▶ _Work instruction_
Print the line where "Phrase: green tree" occurs and every line that follows it in the data below, ending with the last line, precisely as written.

**** Source records ****

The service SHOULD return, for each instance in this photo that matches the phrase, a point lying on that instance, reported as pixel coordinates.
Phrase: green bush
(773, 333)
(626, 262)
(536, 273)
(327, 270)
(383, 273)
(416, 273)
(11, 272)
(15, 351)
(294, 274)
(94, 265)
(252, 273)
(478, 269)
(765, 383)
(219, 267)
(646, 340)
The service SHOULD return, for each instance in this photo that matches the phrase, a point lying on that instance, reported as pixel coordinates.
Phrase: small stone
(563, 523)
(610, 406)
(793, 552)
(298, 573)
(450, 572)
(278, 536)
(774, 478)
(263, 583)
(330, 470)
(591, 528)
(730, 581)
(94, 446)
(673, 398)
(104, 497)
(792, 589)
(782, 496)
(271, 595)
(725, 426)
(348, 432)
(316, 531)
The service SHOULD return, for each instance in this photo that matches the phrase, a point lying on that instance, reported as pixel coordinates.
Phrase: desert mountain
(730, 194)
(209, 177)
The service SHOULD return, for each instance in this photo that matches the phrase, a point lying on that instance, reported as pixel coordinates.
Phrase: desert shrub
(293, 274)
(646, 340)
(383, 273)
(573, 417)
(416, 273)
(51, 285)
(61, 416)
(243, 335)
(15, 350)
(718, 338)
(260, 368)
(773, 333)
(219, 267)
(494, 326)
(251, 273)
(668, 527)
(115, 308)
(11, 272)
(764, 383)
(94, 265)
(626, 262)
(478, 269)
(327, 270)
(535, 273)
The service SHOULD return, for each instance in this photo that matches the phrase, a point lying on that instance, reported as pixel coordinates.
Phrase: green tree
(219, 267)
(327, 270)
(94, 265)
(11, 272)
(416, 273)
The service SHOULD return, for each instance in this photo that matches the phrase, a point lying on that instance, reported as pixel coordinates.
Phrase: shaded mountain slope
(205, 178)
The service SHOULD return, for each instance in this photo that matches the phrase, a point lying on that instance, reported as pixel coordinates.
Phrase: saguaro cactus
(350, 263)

****

▶ _Response area_
Phrase: green tree
(219, 267)
(327, 270)
(94, 265)
(11, 272)
(416, 273)
The service SHOULD return, for each instance in this photo that matches the phrase, a point lying on that instance, reported as pixel coordinates.
Phrase: shaded mountain slope
(205, 178)
The service SHOULD return, for each instance in this photo that matches the phrase, a point lying on that instance, reported as pixel coordinates.
Phrase: saguaro cactus
(350, 263)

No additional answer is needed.